*** Opening of PASSAGE SHOWN ***

Commentary Magazine


Better Be Some Sales Pitch

Karl Rove, in critiquing the president’s first 100 days in office and his penchant for outsourcing his agenda’s details to Congressional Democrats, writes:

The stimulus bill turned into a liberal spending wish list that will retard, not hasten, recovery. Already, with mounting job losses the gap between the 3.675 million jobs he said he would create or protect in his first two years and the number of actual jobs in the economy has risen to nearly five million. Reaching his job target now requires creating 249,400 new jobs a month for the next 20 months. Democrats will not fare well in next year’s elections if there is a yawning Obama “job gap.”

*** Close of PASSAGE SHOWN ***
*** Opening of GIVEN DATA ***

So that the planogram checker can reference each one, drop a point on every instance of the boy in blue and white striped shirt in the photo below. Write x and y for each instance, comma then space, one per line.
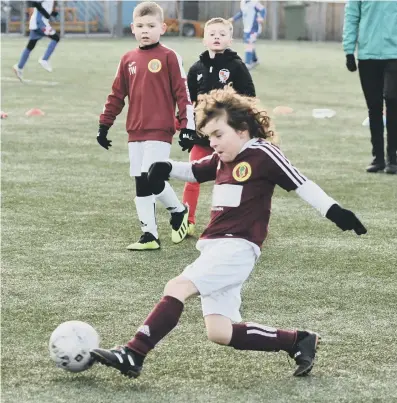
253, 14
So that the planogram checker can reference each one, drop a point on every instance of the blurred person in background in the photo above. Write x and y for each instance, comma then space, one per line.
218, 66
253, 14
39, 26
372, 27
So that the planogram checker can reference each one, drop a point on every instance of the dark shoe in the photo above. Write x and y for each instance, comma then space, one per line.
391, 169
179, 224
304, 353
376, 165
146, 242
120, 358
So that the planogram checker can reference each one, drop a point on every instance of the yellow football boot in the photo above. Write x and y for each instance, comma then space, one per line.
191, 229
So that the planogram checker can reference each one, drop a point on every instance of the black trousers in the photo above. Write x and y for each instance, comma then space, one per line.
379, 82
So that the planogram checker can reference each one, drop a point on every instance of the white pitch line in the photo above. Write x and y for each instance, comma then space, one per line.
38, 82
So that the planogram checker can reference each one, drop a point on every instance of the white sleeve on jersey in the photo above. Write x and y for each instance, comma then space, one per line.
315, 196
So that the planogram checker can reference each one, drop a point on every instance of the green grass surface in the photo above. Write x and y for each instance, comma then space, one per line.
68, 214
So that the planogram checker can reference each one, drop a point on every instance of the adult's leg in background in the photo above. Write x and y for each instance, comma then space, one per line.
372, 82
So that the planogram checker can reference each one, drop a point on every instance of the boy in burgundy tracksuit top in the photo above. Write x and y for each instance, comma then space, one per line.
153, 79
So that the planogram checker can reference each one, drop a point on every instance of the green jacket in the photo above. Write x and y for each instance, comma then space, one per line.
372, 25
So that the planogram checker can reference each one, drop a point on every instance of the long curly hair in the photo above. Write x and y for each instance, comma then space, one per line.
243, 113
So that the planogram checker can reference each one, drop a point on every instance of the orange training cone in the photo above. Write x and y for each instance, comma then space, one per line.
35, 112
282, 110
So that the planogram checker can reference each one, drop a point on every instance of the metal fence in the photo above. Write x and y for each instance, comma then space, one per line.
320, 20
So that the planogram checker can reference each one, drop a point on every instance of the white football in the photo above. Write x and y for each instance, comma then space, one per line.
70, 345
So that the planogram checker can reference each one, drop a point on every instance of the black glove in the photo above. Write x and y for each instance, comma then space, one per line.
102, 137
351, 63
187, 139
345, 219
203, 141
159, 171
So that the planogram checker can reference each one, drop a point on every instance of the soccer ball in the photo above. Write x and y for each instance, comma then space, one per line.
70, 345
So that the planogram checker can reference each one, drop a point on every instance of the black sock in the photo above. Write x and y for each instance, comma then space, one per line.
138, 358
300, 335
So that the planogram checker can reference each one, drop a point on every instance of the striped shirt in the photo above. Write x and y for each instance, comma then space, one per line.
241, 200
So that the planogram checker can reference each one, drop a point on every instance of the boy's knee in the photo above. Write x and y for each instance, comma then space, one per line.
55, 37
181, 288
190, 186
218, 336
31, 44
219, 329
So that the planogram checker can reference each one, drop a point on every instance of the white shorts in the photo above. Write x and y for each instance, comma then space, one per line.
145, 153
219, 273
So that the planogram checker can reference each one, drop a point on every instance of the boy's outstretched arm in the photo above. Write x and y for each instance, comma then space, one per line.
343, 218
113, 106
203, 170
281, 172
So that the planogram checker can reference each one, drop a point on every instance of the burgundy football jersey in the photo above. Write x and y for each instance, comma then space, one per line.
241, 199
154, 81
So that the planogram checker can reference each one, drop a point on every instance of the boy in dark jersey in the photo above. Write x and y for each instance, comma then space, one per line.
153, 79
246, 167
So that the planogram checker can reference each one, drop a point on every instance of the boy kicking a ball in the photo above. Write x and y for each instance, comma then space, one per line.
153, 79
246, 167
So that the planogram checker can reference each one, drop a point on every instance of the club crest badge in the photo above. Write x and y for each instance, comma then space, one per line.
154, 65
242, 172
224, 74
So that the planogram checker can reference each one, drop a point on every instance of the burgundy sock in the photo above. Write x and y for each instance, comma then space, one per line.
157, 325
252, 336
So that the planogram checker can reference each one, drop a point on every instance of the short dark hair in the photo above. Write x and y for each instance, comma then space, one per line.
148, 8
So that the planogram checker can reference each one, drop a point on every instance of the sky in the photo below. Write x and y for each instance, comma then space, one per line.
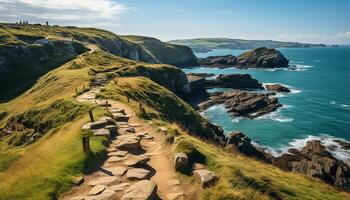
310, 21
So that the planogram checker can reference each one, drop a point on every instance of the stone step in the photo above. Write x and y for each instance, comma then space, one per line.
138, 174
144, 189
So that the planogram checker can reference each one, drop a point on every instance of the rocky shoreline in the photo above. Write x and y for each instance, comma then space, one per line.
257, 58
243, 103
313, 160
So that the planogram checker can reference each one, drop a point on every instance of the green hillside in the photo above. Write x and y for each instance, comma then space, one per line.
208, 44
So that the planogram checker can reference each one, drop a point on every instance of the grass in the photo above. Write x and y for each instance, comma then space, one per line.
46, 169
172, 54
166, 104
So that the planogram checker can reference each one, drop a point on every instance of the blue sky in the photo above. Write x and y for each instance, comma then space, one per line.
315, 21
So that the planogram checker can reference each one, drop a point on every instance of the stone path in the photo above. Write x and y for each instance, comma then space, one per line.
137, 167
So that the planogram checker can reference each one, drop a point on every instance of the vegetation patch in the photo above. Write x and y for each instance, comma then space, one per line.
29, 126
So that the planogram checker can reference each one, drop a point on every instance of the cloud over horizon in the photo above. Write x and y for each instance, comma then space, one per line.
73, 12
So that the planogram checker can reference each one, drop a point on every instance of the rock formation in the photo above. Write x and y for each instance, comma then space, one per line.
218, 61
277, 88
316, 161
243, 103
235, 81
257, 58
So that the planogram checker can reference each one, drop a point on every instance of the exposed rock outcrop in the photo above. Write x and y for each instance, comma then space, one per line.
277, 88
166, 53
262, 58
218, 61
316, 161
243, 144
243, 103
205, 177
235, 81
257, 58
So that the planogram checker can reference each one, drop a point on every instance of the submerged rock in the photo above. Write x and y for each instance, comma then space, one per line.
243, 103
315, 160
235, 81
277, 88
257, 58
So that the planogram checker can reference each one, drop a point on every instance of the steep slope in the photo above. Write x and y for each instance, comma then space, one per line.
44, 165
208, 44
168, 53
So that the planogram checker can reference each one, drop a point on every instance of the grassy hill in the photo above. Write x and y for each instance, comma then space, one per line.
40, 133
29, 51
166, 52
208, 44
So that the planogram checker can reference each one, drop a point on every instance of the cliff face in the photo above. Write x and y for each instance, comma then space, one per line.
257, 58
29, 51
172, 54
22, 64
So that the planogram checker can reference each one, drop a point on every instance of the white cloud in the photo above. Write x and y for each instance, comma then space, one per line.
60, 11
337, 38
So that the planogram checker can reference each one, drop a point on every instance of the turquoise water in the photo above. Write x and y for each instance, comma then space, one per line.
318, 107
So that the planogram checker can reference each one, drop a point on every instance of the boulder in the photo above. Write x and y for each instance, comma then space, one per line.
235, 81
113, 129
138, 174
105, 180
141, 190
136, 160
315, 160
277, 88
95, 125
261, 58
101, 132
128, 142
116, 171
205, 177
97, 189
119, 187
119, 117
180, 161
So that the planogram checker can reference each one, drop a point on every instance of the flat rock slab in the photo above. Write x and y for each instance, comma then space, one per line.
141, 134
101, 132
105, 180
118, 153
119, 187
116, 171
136, 160
141, 190
205, 177
107, 194
117, 110
114, 159
135, 125
176, 196
95, 125
138, 174
119, 117
78, 180
130, 130
97, 189
128, 142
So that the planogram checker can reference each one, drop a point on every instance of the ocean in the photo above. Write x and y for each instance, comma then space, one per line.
317, 108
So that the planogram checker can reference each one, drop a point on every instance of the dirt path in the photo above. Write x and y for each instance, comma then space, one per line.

*** Close of GIVEN DATA ***

PROBLEMS AND TASKS
A: Answer each question from the Commentary passage:
(i) Whose critique of the president does it quote?
(ii) How many jobs did the president say he would create or protect in his first two years?
(iii) How many new jobs a month does reaching his job target now require, and for how many months?
B: Summarize the Commentary passage in two sentences.
C: Translate this sentence from the Commentary passage into Spanish: "Reaching his job target now requires creating 249,400 new jobs a month for the next 20 months."
Draw only on the Commentary passage for what comes next.

SOLUTIONS TO EACH TASK
A:
(i) Karl Rove's.
(ii) 3.675 million.
(iii) 249,400 new jobs a month for the next 20 months.

B: Karl Rove faults the president's first 100 days and his habit of leaving his agenda's details to Congressional Democrats, arguing that the stimulus bill became a liberal spending wish list that will slow recovery rather than speed it. With mounting job losses, he says, the gap between the promised 3.675 million jobs and actual jobs has grown to nearly five million, and a yawning Obama "job gap" would hurt Democrats in next year's elections.

C: Alcanzar su meta de empleo requiere ahora crear 249.400 nuevos empleos al mes durante los próximos 20 meses.